*Exercise requirements*:
Reproduce the passage of the cancer therapy article starting with "It's a sign" and going on through "and complementary medicine.", without any change to its wording.

*Source text*:
Alternative therapies gain new respect in cancer treatment
Fair, a traditional Western physician, also uses Eastern therapies for his colon cancer
May 16, 1999
Web posted at: 8:50 p.m. EDT (0050 GMT)
From Medical Correspondent Elizabeth Cohen
(CNN) -- Dr. Bill Fair does yoga, takes herbal supplements and meditates -- all to treat his colon cancer.
It's a sign of the times: He's a traditional Western physician, a urologist, who is using Eastern therapies.
"People are being attracted to the advantages of some of these complementary techniques and are using them more and more, and physicians are just beginning to catch up," Fair says.
Another sign of the times: Two major cancer research organizations, the American Cancer Society and the American Society of Clinical Oncology, are for the first time holding a special meeting solely on the topics of alternative and complementary medicine.
Barrie Cassileth is in charge of what's called integrative medicine at Memorial Sloan Kettering Cancer Center in New York. She says it's high time that establishment medicine started paying attention to other types of therapies.

*Records shown*:
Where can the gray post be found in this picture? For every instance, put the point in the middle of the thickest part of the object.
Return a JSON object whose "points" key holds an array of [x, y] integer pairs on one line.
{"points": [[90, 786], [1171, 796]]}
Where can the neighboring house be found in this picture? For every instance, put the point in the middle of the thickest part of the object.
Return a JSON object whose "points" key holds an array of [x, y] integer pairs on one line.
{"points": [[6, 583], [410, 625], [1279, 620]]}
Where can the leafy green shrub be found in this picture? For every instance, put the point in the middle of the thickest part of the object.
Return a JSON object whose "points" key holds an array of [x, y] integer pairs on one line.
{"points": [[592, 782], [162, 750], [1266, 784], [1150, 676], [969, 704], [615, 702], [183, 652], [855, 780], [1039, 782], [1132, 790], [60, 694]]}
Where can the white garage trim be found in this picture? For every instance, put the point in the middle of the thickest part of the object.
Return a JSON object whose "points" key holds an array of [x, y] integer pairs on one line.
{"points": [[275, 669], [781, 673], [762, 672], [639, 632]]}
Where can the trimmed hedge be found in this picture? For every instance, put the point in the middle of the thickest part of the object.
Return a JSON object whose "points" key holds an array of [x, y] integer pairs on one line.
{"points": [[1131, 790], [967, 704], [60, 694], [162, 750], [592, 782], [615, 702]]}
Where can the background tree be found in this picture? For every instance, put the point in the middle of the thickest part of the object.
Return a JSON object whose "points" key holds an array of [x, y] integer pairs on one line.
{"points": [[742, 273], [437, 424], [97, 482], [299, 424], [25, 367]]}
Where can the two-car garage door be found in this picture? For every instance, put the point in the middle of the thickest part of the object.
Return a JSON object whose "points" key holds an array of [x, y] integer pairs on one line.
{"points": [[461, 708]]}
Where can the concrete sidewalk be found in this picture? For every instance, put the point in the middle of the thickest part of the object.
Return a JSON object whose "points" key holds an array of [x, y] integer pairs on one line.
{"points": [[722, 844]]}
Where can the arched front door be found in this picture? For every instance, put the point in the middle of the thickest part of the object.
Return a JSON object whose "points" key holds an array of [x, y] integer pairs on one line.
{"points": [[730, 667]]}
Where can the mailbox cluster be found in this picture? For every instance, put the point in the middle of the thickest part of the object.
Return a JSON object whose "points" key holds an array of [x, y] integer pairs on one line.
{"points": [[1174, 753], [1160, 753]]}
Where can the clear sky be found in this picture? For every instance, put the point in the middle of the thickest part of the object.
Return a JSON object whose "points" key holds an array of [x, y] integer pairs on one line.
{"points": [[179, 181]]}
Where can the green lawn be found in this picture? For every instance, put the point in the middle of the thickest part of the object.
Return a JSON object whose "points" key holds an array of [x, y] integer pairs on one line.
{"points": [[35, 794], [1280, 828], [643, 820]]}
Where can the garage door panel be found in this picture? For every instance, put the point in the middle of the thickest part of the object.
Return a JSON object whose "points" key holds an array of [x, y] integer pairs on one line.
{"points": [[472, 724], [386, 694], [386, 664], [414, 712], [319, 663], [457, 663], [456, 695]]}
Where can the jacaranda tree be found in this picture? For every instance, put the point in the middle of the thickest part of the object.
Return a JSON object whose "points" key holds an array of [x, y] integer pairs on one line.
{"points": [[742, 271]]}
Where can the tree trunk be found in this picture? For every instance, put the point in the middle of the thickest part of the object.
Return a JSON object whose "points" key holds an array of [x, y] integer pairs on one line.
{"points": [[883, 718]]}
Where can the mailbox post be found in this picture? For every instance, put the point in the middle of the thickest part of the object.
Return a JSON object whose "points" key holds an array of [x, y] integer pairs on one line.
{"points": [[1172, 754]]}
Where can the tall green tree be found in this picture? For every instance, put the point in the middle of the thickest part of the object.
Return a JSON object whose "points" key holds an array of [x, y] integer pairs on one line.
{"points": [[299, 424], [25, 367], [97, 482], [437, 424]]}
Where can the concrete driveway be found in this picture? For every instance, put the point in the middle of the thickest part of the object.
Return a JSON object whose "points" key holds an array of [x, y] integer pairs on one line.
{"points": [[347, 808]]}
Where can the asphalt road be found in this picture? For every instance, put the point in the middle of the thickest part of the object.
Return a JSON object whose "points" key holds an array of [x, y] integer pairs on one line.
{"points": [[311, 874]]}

*Written reply*:
It's a sign of the times: He's a traditional Western physician, a urologist, who is using Eastern therapies.
"People are being attracted to the advantages of some of these complementary techniques and are using them more and more, and physicians are just beginning to catch up," Fair says.
Another sign of the times: Two major cancer research organizations, the American Cancer Society and the American Society of Clinical Oncology, are for the first time holding a special meeting solely on the topics of alternative and complementary medicine.